___ Source ___

Some of the centres are purposefully shared across not only universities (the University of the Western Cape shares the new Centre of Excellence in Food Security with the University of Pretoria, for instance), but also draw on expertise from other relevant institutions, such as the Council for Scientific and Industrial Research (CSIR), to leverage capacity in all spheres of our society.
With the recent announcement of five new centres, South Africa has a total of 14 multi-disciplinary intersections of scientific talent, focused on issues ranging from biodiversity to tuberculosis to strong materials (materials with commercial potential that retain their properties under extreme conditions).
There are also two centres that don’t have the same standing academically as the rest, the National Institute for Theoretical Physics (NITheP) and the DST-NRF Centre for Indigenous Knowledge Systems (IKS).
The primary and most important goal of the centres is innovation. “There must be some benefit that accrues to South Africa,” says Pandor. But not far behind this goal is developing human capacity in a range of sciences.

___ Listed records ___

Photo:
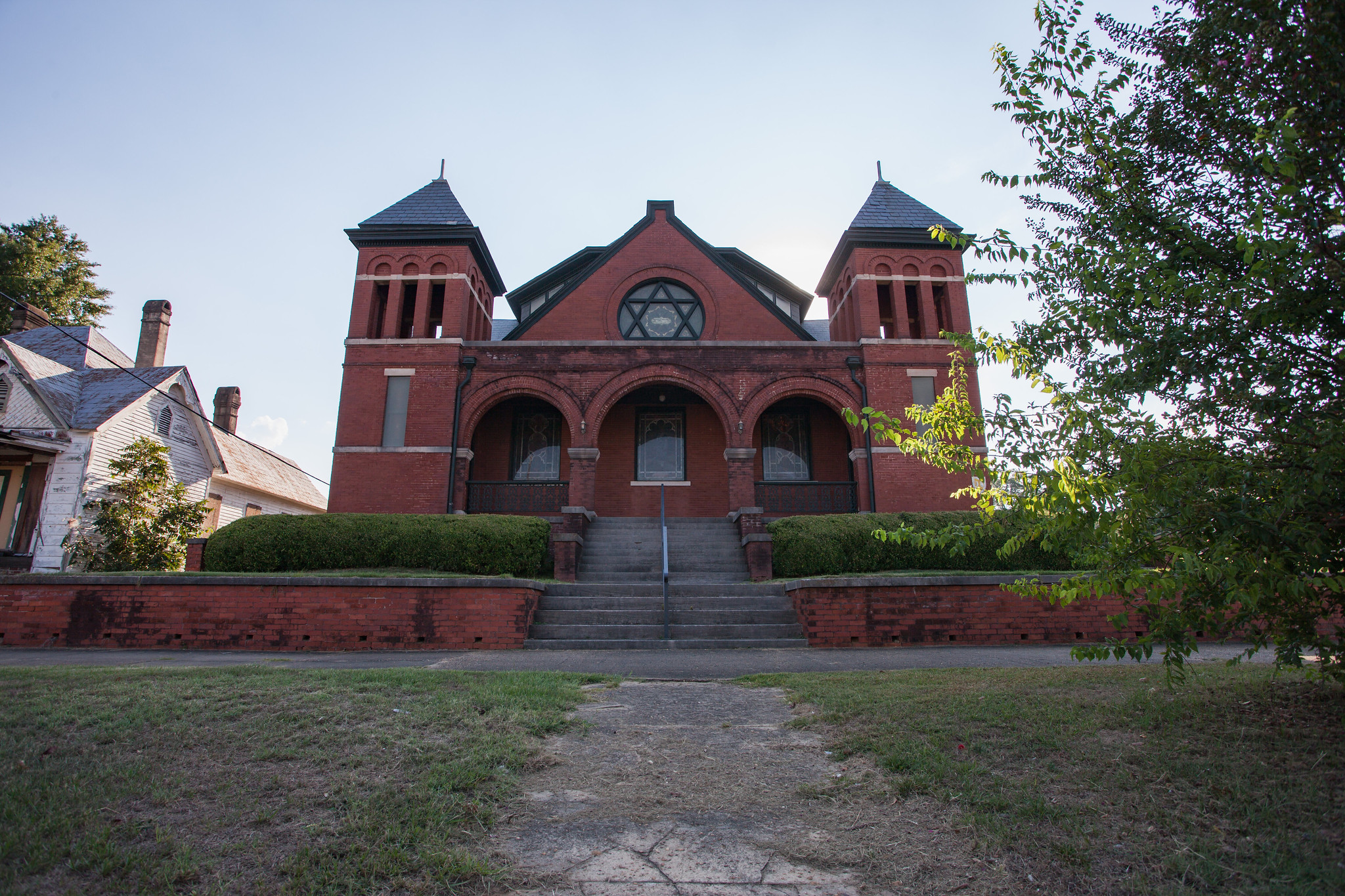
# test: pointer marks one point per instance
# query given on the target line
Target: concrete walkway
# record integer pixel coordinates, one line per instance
(639, 664)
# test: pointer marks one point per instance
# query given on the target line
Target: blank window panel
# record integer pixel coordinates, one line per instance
(395, 412)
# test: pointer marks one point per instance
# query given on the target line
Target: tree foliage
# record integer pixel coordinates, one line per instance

___

▶ Requests:
**1.** According to the passage on South Africa's research centers, what is the primary goal of the centers?
**2.** List every university, council, institute, and center named in the passage on South Africa's research centers.
**3.** Extend the passage on South Africa's research centers by writing what comes after its last sentence.

▶ Written answers:
**1.** Innovation.

**2.**
- University of the Western Cape
- University of Pretoria
- Centre of Excellence in Food Security
- Council for Scientific and Industrial Research (CSIR)
- National Institute for Theoretical Physics (NITheP)
- DST-NRF Centre for Indigenous Knowledge Systems (IKS)

**3.**
During the 2012/13 financial year, the nine centres of excellence then in existence and the NITheP produced outstanding results, including 880 publications in research literature (publication is a major measure of the work done by scientists).
But they also, critically, supported 652 postgraduate students, a 75% increase over 2011. An active focus on transformation also bore fruit, with a total of 300 female students getting support from the centres. And, for the first time, more than half the students were black.
Putting a group of accomplished scientists together with decent funding is naturally going to further the aim of offering study and research opportunities to young people.
“By establishing centres that draw this repository of intellectual worth together, we support both our objectives as a government and a range of scientific objectives: development of human resources, publication and support for innovation.”
The National Research Foundation is tasked with oversight of the centres and reports to the DST. If a centre is not meeting its goals in a range of aspects, from development of human capital to publication, questions will be asked and, of course, the ultimate sanction — the withdrawal of funding — can be applied.
The long-term nature of the funding is one of the most attractive aspects of the Centres of Excellence for scientists both here and around the world. Far too often funding for research is project-dependent and covers a relatively limited period, perhaps three years.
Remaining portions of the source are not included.